### TASK LIST
1 - Please answer these questions using the article on Germany's role in Europe:
(a) What nickname does Beck give Merkel?
(b) How many people were unemployed in Germany two decades ago, after reunification?
(c) According to Wehn, what part of Britain is London economically ahead of?
2 - Reproduce the article on Germany's role in Europe verbatim between "But that's the" and "around other leaders.", inclusive.

### EXTRACTED TEXT
══════
It's all about Vergangenheitsbewältigung, which means (roughly) the struggle to come to terms with the past – and, in particular, a Nazi past. (Maybe Britain will some time undergo its own Vergangenheitsbewältigung for its imperial shame, but that's another story.) "The Germans no longer wish to be thought of as racists and warmongers," Beck says. "They would prefer to become the schoolmasters and moral enlighteners of Europe." It's a moot question whether the rest of Europe wants to be on the receiving end of German enlightenment. "Germany's chorus of I-want-to-teach-the-world-to-sing doesn't play too well in Tring or Extramadura," says Winder.

But that's the Teutonic song: two decades ago, Germany after reunification was once as Greece is today, with a stagnating economy and five million unemployed. But, thanks to neoliberal austerity and taking on the Protestant notion that "suffering purifies", the Germans were able to realise a jobs miracle. Now, Beck argues, German reunification is being used as the template for German crisis management in Europe. As head of the continent's strongest economic power, Merkel is in a position to dictate the terms under which struggling eurozone nations can apply for further credit, eroding the democratic autonomy of the Greek, Italian and Spanish parliaments. Beck calls her Merkiavelli – after Machiavelli – to highlight the political nous with which she has run rings around other leaders.

He suggests that she is the uncrowned queen of Europe. Queen Merkiavelli the First of Europe, perhaps, demands that Germany's new colonies save in the interests of stability – a formula based on the good housekeeping practices of a woman who sometimes casts herself as a sensible Swabian housewife. Beck's chancellor sounds like Margaret Thatcher, who also prudently approached the balancing of government accounts as though they were a household budget. "There is one important difference," Beck says. "Thatcher was doing to Britain something the British electorate had voted for. What Merkel is doing to Europe has no democratic mandate."

Viewed thus, Germans are power-crazed anti-democrats using economic crisis to stage a furtive putsch on a supine continent. Aren't we witnessing a German power grab? "Heavens, no. They have no imperial bone left in their body," argues Winder. "They are colonists, but incredibly reluctant ones. There is no smoke-filled room filled with sausage-eating Germans who want to dominate Europe. There is no conspiracy."

"I think that's an incredibly silly point to make," says Wehn. "German dominance in Europe is not anti-democratic. There are parts of Europe that are economically ahead of other parts. It's just the same in Britain: London is economically ahead of the north-east of England. So should London leave sterling? That's obviously a silly answer. The same is true in Europe. There are fishing villages in Greece that are going to be economically negligible, while Germany is dominant. Does that mean we should leave the euro? No! A strong Europe needs a strong Germany."
══════
### DATASET EXTRACT

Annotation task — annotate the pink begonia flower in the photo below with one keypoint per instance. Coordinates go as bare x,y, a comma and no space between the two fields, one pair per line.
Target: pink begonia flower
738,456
══════
### RESPONSES TO THE TASKS
1 -
(a) Merkiavelli
(b) Five million
(c) The north-east of England

2 -
But that's the Teutonic song: two decades ago, Germany after reunification was once as Greece is today, with a stagnating economy and five million unemployed. But, thanks to neoliberal austerity and taking on the Protestant notion that "suffering purifies", the Germans were able to realise a jobs miracle. Now, Beck argues, German reunification is being used as the template for German crisis management in Europe. As head of the continent's strongest economic power, Merkel is in a position to dictate the terms under which struggling eurozone nations can apply for further credit, eroding the democratic autonomy of the Greek, Italian and Spanish parliaments. Beck calls her Merkiavelli – after Machiavelli – to highlight the political nous with which she has run rings around other leaders.